**REQUIREMENTS:**
Reproduce the records below word for word, starting at the line that contains "Question. Indicate a point on each instance of the dark ground" and ending with the last line of the records, both ends included. Omit the pictures from your reproduction.
◆ ◆ ◆ ◆ ◆
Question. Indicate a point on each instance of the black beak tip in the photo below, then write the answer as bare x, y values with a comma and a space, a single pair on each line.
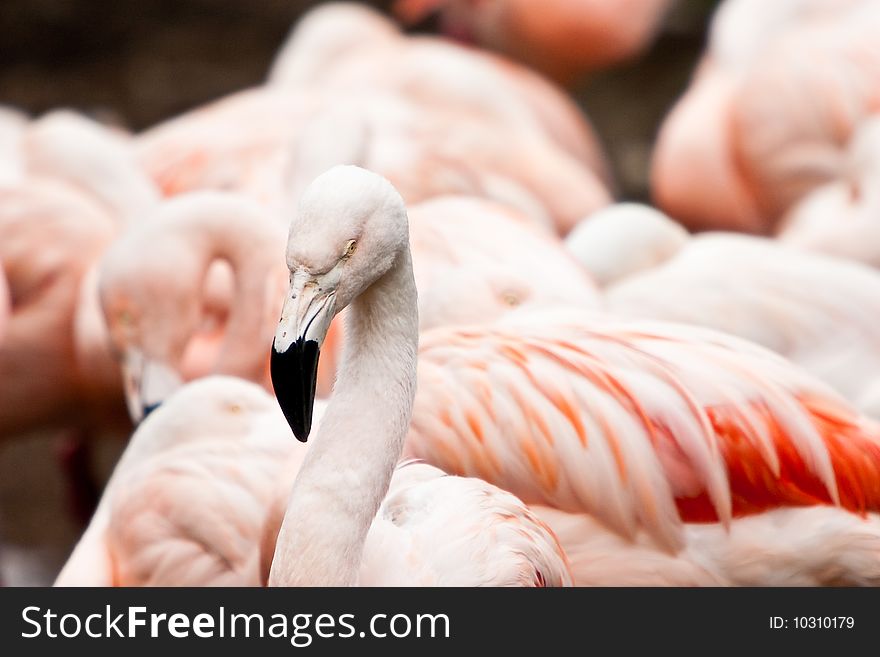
147, 409
294, 378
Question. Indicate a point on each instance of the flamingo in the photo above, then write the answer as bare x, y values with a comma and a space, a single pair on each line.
841, 217
623, 239
477, 133
99, 162
187, 501
44, 378
12, 125
344, 47
4, 304
191, 291
353, 517
565, 39
817, 311
684, 445
772, 105
175, 324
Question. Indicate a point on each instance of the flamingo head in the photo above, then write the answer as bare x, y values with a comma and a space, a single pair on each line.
349, 229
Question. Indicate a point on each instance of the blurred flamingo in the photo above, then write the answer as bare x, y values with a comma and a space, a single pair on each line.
180, 308
193, 291
187, 502
564, 39
624, 238
353, 517
773, 103
12, 125
488, 134
843, 217
656, 444
817, 311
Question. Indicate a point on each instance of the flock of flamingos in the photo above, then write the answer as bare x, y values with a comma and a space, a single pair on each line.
379, 320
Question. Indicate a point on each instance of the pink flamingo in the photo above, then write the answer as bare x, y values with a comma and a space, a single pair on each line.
192, 291
762, 124
177, 323
623, 239
841, 217
660, 435
664, 434
187, 501
488, 134
562, 38
353, 517
347, 47
5, 304
815, 310
12, 125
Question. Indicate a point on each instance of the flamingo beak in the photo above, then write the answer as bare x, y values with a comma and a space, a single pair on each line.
305, 320
147, 382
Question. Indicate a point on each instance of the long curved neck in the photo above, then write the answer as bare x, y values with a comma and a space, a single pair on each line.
347, 470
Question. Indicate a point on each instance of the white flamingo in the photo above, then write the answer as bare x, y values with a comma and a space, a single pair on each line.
353, 516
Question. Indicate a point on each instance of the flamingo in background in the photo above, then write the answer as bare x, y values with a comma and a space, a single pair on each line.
344, 47
773, 103
564, 39
98, 161
12, 125
353, 517
43, 381
68, 201
623, 239
187, 502
174, 317
843, 217
5, 304
193, 291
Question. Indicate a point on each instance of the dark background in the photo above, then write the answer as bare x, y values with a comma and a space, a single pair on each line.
136, 62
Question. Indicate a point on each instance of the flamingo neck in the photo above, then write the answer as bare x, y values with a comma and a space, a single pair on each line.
347, 471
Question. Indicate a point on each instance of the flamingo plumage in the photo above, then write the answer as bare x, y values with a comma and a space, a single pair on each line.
648, 428
564, 39
353, 515
170, 310
841, 217
817, 311
429, 135
769, 112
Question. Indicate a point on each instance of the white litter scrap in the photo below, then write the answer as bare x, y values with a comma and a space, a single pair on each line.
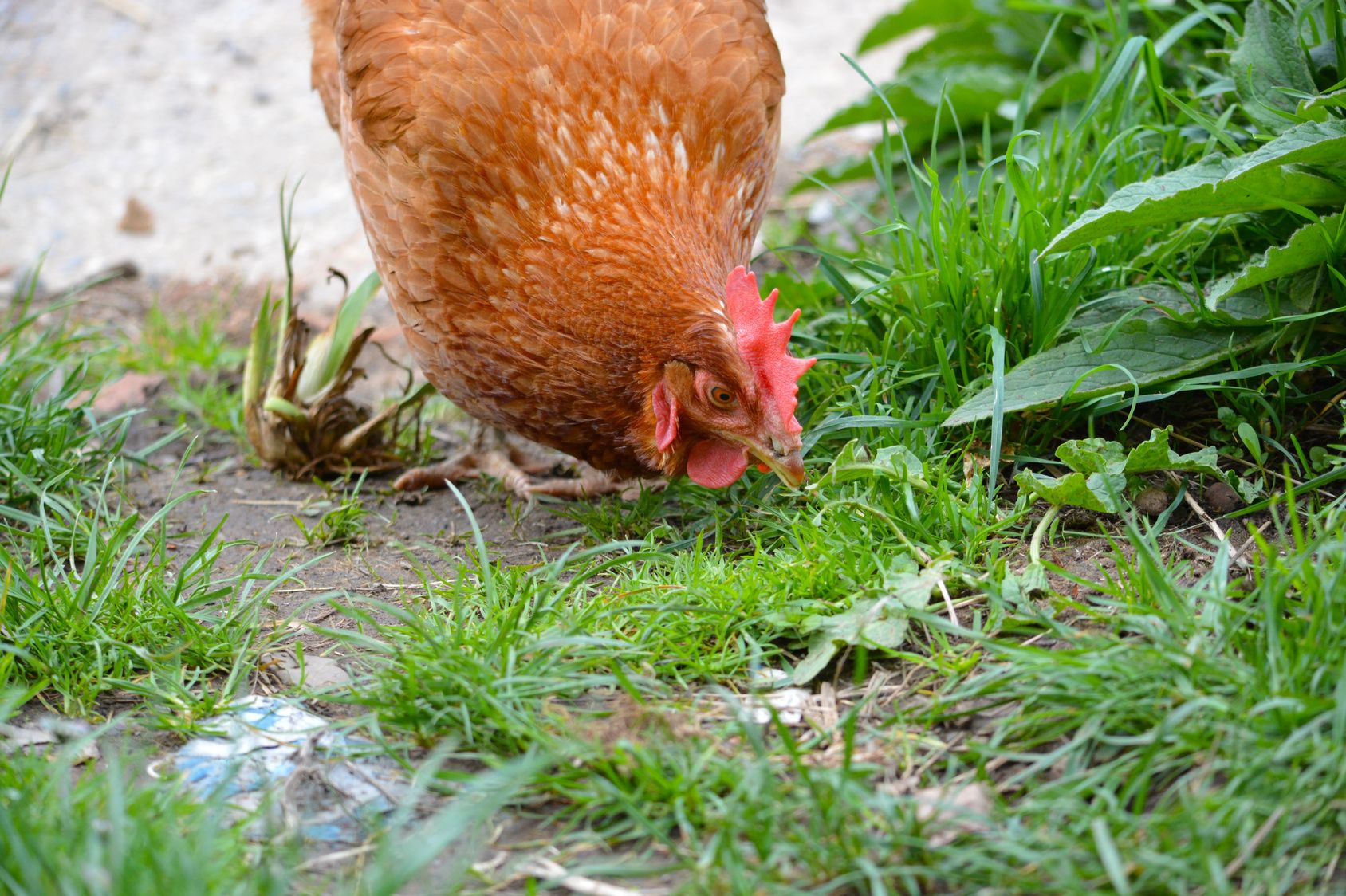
271, 749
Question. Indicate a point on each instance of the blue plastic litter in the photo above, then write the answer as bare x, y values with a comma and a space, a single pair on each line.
271, 753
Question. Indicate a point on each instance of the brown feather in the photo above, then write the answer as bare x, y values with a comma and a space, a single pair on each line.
555, 191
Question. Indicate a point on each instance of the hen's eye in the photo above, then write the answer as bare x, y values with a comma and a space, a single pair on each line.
720, 397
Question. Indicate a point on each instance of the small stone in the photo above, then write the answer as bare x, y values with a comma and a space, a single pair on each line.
1222, 499
1152, 501
138, 218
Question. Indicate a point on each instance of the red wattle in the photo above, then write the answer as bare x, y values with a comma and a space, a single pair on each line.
716, 465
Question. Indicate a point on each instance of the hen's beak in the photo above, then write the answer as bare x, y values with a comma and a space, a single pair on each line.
784, 458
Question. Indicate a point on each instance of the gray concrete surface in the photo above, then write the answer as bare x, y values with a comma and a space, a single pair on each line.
199, 109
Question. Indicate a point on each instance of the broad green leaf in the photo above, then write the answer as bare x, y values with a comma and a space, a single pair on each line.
854, 462
1267, 61
1104, 456
1154, 455
974, 90
1151, 352
1097, 491
1318, 107
917, 14
1309, 246
880, 622
1158, 301
1217, 186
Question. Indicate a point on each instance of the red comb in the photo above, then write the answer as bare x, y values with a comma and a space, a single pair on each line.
765, 344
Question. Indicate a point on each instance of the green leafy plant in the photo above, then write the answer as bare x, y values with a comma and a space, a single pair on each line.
1285, 194
299, 416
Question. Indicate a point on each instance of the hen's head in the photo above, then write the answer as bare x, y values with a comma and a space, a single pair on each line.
733, 396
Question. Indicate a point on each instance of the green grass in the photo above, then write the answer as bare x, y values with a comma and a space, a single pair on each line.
1142, 709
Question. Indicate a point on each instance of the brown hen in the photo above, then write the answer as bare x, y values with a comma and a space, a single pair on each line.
561, 197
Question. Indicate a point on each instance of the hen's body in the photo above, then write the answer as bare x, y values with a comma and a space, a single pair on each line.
555, 191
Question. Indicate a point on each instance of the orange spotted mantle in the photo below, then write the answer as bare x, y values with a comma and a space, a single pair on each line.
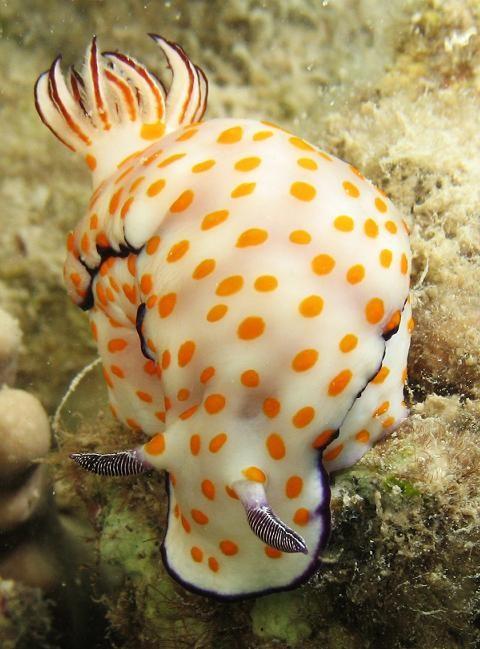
249, 297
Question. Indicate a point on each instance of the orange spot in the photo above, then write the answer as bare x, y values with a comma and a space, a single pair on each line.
357, 172
311, 306
380, 205
130, 293
362, 436
385, 258
230, 285
156, 445
217, 442
247, 164
101, 294
381, 375
151, 158
114, 201
189, 412
166, 358
199, 517
177, 251
203, 166
183, 201
382, 409
255, 474
70, 242
276, 446
94, 222
155, 188
374, 311
117, 371
333, 453
132, 265
271, 407
195, 444
231, 492
217, 312
166, 304
168, 161
230, 135
272, 553
339, 383
305, 360
350, 189
152, 131
243, 190
204, 268
323, 264
370, 228
185, 353
185, 524
355, 274
187, 135
307, 163
91, 162
208, 489
116, 345
197, 554
348, 342
207, 374
301, 516
300, 144
293, 486
344, 223
152, 245
391, 227
322, 440
303, 417
300, 236
214, 403
250, 379
303, 191
146, 283
262, 135
126, 207
213, 219
266, 283
250, 328
252, 237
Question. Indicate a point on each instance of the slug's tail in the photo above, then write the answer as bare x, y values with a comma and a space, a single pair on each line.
115, 94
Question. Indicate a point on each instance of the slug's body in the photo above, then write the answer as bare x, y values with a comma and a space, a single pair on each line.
249, 297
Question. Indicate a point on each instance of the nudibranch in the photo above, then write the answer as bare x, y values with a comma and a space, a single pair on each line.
248, 293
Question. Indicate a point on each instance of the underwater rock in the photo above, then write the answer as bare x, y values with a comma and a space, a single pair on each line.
10, 339
24, 432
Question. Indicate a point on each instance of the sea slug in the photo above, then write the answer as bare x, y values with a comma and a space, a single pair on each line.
249, 295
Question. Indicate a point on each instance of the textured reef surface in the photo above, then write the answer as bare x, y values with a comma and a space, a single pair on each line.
394, 89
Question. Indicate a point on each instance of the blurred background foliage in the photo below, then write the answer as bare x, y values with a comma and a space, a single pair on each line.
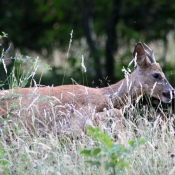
104, 32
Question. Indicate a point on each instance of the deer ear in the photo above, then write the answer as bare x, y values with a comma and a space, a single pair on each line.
140, 55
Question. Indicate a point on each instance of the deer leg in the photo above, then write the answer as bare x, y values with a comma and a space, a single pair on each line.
117, 117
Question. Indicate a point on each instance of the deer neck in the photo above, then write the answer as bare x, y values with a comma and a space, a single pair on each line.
123, 92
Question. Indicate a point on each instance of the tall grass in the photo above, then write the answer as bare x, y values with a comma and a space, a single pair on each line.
24, 153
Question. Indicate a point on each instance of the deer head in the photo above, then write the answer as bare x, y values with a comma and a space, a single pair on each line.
150, 76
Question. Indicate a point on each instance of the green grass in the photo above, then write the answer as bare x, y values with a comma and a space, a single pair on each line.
22, 153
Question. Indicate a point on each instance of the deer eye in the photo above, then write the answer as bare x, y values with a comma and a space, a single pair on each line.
156, 75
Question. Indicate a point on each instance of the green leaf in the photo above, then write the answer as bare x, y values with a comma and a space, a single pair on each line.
86, 152
96, 151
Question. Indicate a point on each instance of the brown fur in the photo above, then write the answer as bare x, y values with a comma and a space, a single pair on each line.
79, 100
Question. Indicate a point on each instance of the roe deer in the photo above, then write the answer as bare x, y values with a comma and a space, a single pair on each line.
70, 103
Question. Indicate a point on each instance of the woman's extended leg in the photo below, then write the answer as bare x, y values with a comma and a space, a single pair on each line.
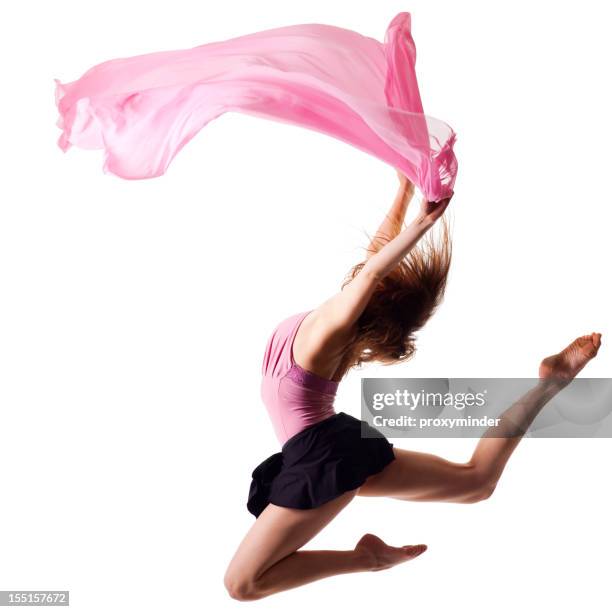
424, 477
268, 560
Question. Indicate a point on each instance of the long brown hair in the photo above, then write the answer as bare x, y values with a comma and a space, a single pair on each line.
403, 301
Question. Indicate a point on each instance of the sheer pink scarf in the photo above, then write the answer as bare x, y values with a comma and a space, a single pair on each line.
142, 110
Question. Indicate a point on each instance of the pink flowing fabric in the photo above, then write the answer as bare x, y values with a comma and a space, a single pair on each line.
142, 110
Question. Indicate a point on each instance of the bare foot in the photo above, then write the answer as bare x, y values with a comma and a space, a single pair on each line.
566, 364
383, 556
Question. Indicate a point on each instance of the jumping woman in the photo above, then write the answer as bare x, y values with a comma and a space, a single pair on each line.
325, 460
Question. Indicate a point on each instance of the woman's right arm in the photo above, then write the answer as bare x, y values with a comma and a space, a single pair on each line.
341, 311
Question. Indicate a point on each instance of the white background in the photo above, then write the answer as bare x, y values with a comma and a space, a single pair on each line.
135, 313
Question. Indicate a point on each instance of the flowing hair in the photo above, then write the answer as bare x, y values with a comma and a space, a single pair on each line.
402, 302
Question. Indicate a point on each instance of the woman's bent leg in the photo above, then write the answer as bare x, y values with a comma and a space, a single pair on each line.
424, 477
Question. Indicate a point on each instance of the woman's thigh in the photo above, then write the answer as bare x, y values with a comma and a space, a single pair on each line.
421, 477
278, 532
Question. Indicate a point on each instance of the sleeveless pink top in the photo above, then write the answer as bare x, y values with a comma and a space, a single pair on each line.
294, 397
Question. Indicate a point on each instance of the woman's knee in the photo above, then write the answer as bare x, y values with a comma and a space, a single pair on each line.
241, 587
479, 486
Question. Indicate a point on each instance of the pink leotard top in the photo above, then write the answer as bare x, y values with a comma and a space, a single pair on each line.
294, 397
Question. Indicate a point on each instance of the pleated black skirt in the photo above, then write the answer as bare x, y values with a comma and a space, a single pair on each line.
319, 464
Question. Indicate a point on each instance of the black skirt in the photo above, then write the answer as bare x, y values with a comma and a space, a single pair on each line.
319, 464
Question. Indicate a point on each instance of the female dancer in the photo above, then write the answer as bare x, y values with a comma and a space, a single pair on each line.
325, 461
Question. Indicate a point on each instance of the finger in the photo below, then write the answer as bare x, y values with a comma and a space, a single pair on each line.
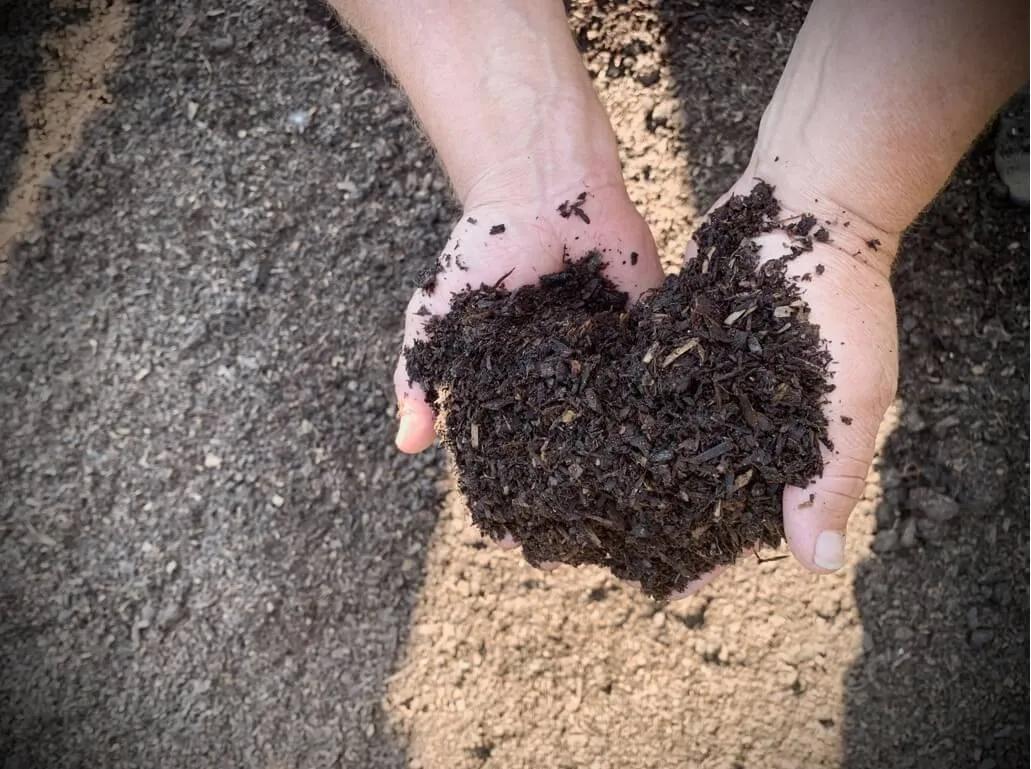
416, 418
816, 517
414, 430
696, 584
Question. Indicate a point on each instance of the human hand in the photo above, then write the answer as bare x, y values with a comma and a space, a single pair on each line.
514, 240
844, 279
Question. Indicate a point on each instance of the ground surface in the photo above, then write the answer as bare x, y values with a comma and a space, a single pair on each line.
210, 554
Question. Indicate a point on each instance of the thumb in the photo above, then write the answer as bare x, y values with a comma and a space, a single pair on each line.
414, 430
416, 419
815, 517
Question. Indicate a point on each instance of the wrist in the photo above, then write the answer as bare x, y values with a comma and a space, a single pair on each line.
802, 187
560, 146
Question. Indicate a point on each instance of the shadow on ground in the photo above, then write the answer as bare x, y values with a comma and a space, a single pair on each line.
205, 526
944, 603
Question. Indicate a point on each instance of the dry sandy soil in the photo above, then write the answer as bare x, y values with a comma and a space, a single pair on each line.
210, 554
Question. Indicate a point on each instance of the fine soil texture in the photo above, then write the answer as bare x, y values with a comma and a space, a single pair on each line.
654, 439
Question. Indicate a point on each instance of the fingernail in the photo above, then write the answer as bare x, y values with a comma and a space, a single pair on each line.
404, 430
829, 553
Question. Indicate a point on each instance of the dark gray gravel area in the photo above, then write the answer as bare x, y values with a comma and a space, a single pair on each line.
209, 546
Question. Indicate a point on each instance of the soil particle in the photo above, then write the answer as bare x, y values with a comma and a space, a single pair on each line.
655, 439
567, 208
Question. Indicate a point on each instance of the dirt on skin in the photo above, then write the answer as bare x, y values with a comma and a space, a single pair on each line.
654, 439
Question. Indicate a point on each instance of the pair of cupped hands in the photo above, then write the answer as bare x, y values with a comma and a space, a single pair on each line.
852, 302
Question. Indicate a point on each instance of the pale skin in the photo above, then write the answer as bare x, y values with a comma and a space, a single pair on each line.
877, 102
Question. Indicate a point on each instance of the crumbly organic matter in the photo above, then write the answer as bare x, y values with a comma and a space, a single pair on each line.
655, 439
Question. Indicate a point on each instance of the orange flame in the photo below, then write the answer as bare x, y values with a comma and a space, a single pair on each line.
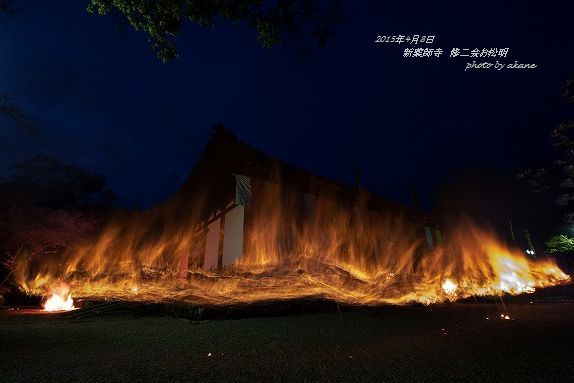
351, 256
60, 300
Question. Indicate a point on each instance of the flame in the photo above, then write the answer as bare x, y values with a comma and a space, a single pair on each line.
349, 255
60, 300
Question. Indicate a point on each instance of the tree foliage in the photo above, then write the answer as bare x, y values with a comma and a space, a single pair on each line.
558, 179
275, 22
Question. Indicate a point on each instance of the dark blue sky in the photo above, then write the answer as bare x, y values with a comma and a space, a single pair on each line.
105, 103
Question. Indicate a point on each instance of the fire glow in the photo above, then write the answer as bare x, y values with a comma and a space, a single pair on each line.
59, 300
348, 256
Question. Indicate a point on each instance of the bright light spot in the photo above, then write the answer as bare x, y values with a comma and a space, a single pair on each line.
449, 287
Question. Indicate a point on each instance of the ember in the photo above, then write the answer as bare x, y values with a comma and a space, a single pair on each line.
229, 239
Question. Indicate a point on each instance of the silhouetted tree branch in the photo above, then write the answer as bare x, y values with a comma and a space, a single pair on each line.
13, 110
275, 22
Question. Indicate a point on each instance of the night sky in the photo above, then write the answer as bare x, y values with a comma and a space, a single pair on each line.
104, 102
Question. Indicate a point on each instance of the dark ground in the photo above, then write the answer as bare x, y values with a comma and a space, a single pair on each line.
452, 342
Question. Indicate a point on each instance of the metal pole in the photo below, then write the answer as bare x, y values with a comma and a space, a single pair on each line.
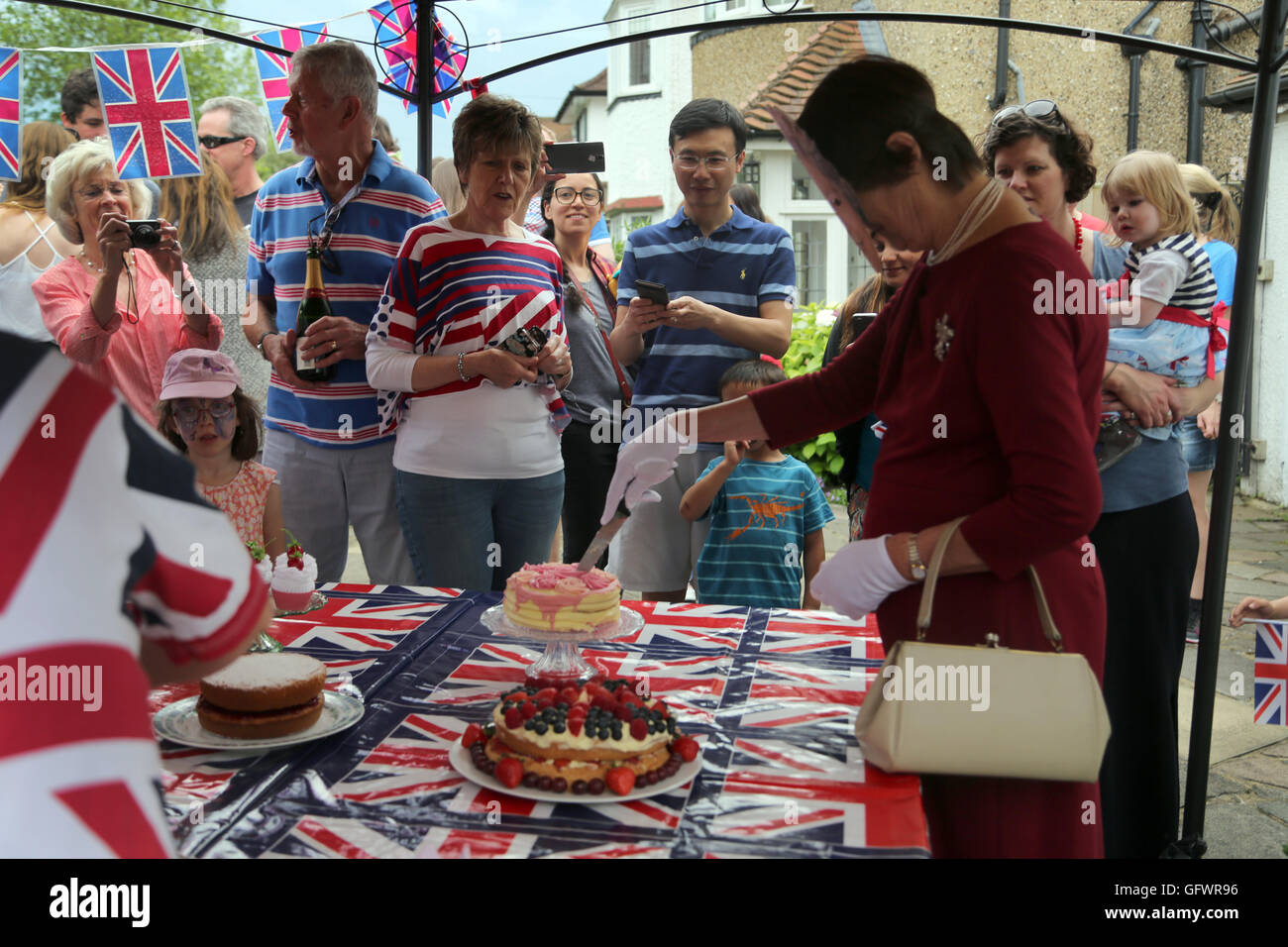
1256, 191
425, 67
◆ ◆ ◆ ◆ ◆
**RESPONSE TO THE EXERCISE:**
Question. Indicate a point on each instance of the dark ground in the photo above, then write the answer as bare x, y values with a comma and a space, a single pair on each line.
452, 342
Question. Indicate a point on each instance of the metal pole in the photo below, then write the answer as bare x, y values with a comma and a space, a single pair on each line.
1256, 191
425, 67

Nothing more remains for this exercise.